» EXCERPT TO READ
»»

I think you miss the key issue in the trial. The issue was not about whether the West was allowed to participate or not. The issue was did the East try to use their majority status to trample on the rights of the minority West pilots. There was an agreement by both parties to use ALPA Merger Policy to combine the seniority lists. That process was complete when the list was accepted by LCC management. USAPA was formed to nullify this outcome in favor of the majority East pilots. USAPA has an affirmative duty to honor the agreements they inherited, including the Transition Agreement. All this hooey about not voting on the TA or not voting on ALPA Merger Policy was just that, hooey.

USAPA tries to hide behind date of hire being the "gold standard" and "all other unions used date of hire" but those are irrelevant. You had a process defined, you agreed to the process, the process was completed. You have a seniority list and it is the Nicolau list. Whatever the East pilots feel about how unfair it is, it is the list. USAPA's attempt to reorder the list is clearly a breach of duty of fair representation, they move all the East pilots up and all the West pilots down. The conditions and restrictions attached are inadequate and grossly favor the East pilots. C+R's are also notoriously bad at dealing with the future. In the Northwest/Republic merger they had 18 years of C+R's and 26 arbitrations to fight about them, more than 1 per year.

So it doesn't matter if the West was allowed to participate. It was clear from the start, that no matter what the minority said, the majority East pilots were going to roll over them. THEY WROTE IT INTO THEIR CONSTITUTION. No matter what, the East wins and the West loses, sorry but it's in our constitution.

After decades of working for a mismanaged, failing airline, I can see how the disappointments of the East pilots can generate a sense of entitlement to redress their wrongs. However, they seem to have a mass hysteria that somehow makes them think they have to right to bludgeon the West pilots, whom they have an affirmative duty to represent fairly. You guys are the only ones who see yourselves in the right here, everyone else sees it differently. If you go back and read the Brucia dissent to the Nicolau award, it only applies to a small portion of the list right around the furlough/no furlough break line. He agreed with the rest of the list.

I thought that after the this outcome, the East pilots would get tired of getting smacked in the head by reality. Given the reaction of the BPR I guess they haven't hit that point yet. I am an outside observer and every other outside observer just shakes their head in disbelief at what you are doing. I can't believe this will be overturned on appeal, because to everyone else in the world, USAPA is being patently unfair to the West pilots. Enjoy your bubble while it lasts, I think it will get popped sometime soon.
 
inherited from ALPA who had the same duty (but shirked also, to a great extent). It chose to take another path that resulted in separate operations much longer than was in the spirit of the TA, which caused harm to the west pilots.

««

» PROVIDED DATA
»»

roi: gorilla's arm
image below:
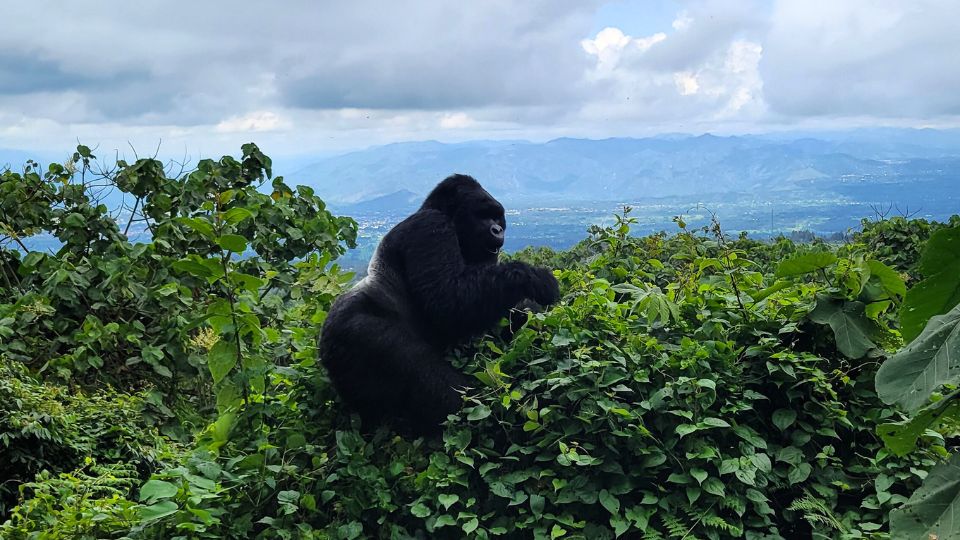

««

» WHAT YOU WILL DO
A: Quote the seniority dispute post starting with "USAPA tries to" and going on through "1 per year.".
B: For each statement, answer yes or no according to the seniority dispute post, and quote the words that decide it: (i) The Brucia dissent disagreed with the entire Nicolau list. (ii) The Northwest/Republic merger led to 26 arbitrations over conditions and restrictions. (iii) The writer describes themselves as an outside observer.
C: Continue the seniority dispute post from its final sentence.
The data has no connection to the seniority dispute post.

» OUTPUTS BY TASK
A:
USAPA tries to hide behind date of hire being the "gold standard" and "all other unions used date of hire" but those are irrelevant. You had a process defined, you agreed to the process, the process was completed. You have a seniority list and it is the Nicolau list. Whatever the East pilots feel about how unfair it is, it is the list. USAPA's attempt to reorder the list is clearly a breach of duty of fair representation, they move all the East pilots up and all the West pilots down. The conditions and restrictions attached are inadequate and grossly favor the East pilots. C+R's are also notoriously bad at dealing with the future. In the Northwest/Republic merger they had 18 years of C+R's and 26 arbitrations to fight about them, more than 1 per year.

B:
(i) No: "He agreed with the rest of the list."
(ii) Yes: "they had 18 years of C+R's and 26 arbitrations to fight about them"
(iii) Yes: "I am an outside observer"

C:
The Atlas pilots already tried this exact approach and were shot down at the 103rd session.

ALPA president, Capt. John Prater, opened the meeting with, among other things, an update on Atlas/Polar joint negotiations, calling for a solution based on pilot consensus.

http://www.alpa.org/portals/alpa/pressroom...oardMeeting.htm

Membership Ratification - no time line, no cram downs and no complaints about being disadvantaged because it's taking too long.
 
I think you miss the key issue in the trial. The issue was not about whether the West was allowed to participate or not. The issue was did the East try to use their majority status to trample on the rights of the minority West pilots.

No, I dont think I missed it at all, newbie. But I also didnt miss what your crew is trying to do now. In the remedy phase your claiming damages. Yeah, we know, we have our own spies right in your midst (I love these guys, so deluded with "fairness" they are spilling it all. sorry, theyre protecting themselves, thats why they came to us. Well, there goes those sources, if they read this chat). your attorneys allegedly have a "double secret probation" informant from ALPA and an unnamed outside vendor who will shred Jack Stephens testimony, claiming ALPA was on the verge of putting East and West into trusteeship and then cramming down a single vote on the contract. So? All that means is ALPA lied to its own membership and was too slow to beat USAPA to its election win. No proof that USAPA had a clue what ALPA was doing to saving the mother ship.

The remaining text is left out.